A Prometeo faccio notare quanto segue.
La dottrina della Chiesa cattolica, in ambito di morale sessuale per quanto riguarda l'affettività gay è cosa nota e, pare!, irreformabile. Si basa sostanzialmente su due capisaldi:
1) Il sesso "in sé stesso" è peccato (quindi, se ne deduce, anche il sesso etero non finalizzato alla prole nel quadro del matrimonio religioso).
2) Il sesso gay è, in qualche modo, l'esempio più palese di un cortocircuito della persona chiusa in se stessa, non finalizzato ad alcuna riproduzione naturale. Dunque è il "peccato" per eccellenza.
Questi due punti, se sinceramente confrontati con le scienze antropologiche e con la realtà, iniziano a tremare, se non proprio a cadere. Infatti:
1) Il sesso in una coppia stabile è concepito come il culmine di un rapporto affettivo che rinsalda l'unione dei due. Dal momento che, in una coppia etero, non tutte le unioni danno necessariamente il frutto della prole, è ovvio pensare che il sesso possa anche esistere "per se stesso", come di fatto accade. Solo in questa sua sussistenza naturale ha modo, consensualmente e nei casi voluti, di divenire prolifico generando prole.
2) Il sesso gay è un'epressione differente di sessualità e non comporta necessariamente una "chiusura" o un "cortocircuito" della persona su se stessa. Parlo dal punto di vista psicologico. Persone "autocortocircuitate" possono essercene, e a iosa, pure nell'ambito etero. L'orientamento non è, in sé, una pregiudiziale per giudicare la persona, come in effetti si constata negli atteggiamenti pseudoscientifici di molto mondo cattolico.
Queste risposte dovrebbero invitare il singolo credente gay a prendere in mano la sua vita: è un dono dato con tutto il "corredo" per viverlo bene. Siamo sicuri che evitare certe "cose" non significa, in fondo, disprezzare certi doni dati? Qui la persona deve interrogarsi con la sua coscienza e rispondere onestamente senza farsi influenzare.
Rispondo
a Project dicendo quanto segue.

• • • • •

**ATTIVITÀ DA SVOLGERE:**
A) Rispondi alle domande seguenti sul testo sulla dottrina cattolica.
(i) Su quanti capisaldi si basa, secondo il testo, la dottrina della Chiesa cattolica sulla morale sessuale?
(ii) Da quale punto di vista dichiara di parlare chi scrive, a proposito della "chiusura" della persona su se stessa?
(iii) Che cosa viene detto che è la vita del singolo credente gay?
B) Sostituisci "credente" con "fedele" nel passo del testo sulla dottrina cattolica compreso tra "Queste risposte dovrebbero" e "dicendo quanto segue.", estremi inclusi, e riscrivi il passo.

**DATI REGISTRATI:**

• • • • •

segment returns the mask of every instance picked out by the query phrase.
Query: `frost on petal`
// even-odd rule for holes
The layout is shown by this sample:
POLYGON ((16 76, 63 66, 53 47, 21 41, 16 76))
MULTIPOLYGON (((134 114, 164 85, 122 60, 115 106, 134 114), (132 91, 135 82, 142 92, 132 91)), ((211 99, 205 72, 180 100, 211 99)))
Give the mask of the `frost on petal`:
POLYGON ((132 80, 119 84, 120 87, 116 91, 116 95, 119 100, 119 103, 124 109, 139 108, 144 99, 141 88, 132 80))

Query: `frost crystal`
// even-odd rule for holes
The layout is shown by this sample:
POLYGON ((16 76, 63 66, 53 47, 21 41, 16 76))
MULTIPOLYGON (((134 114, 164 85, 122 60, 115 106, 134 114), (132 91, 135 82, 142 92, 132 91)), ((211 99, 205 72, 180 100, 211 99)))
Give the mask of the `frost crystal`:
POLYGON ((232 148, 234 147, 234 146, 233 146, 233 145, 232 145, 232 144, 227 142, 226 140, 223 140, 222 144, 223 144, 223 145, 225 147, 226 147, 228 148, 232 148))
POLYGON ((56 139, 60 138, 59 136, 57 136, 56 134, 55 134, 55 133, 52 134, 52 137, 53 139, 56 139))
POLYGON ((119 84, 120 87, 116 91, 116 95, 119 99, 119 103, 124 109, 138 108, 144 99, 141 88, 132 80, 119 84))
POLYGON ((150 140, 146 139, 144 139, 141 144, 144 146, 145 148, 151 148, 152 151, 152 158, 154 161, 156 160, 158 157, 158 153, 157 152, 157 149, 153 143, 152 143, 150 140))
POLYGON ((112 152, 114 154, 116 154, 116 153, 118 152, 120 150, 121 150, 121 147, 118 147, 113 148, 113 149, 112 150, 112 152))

• • • • •

**SOLUZIONI DEI COMPITI:**
A)
(i) Su due capisaldi.
(ii) Dal punto di vista psicologico.
(iii) Un dono dato con tutto il "corredo" per viverlo bene.

B)
Queste risposte dovrebbero invitare il singolo fedele gay a prendere in mano la sua vita: è un dono dato con tutto il "corredo" per viverlo bene. Siamo sicuri che evitare certe "cose" non significa, in fondo, disprezzare certi doni dati? Qui la persona deve interrogarsi con la sua coscienza e rispondere onestamente senza farsi influenzare.
Rispondo
a Project dicendo quanto segue.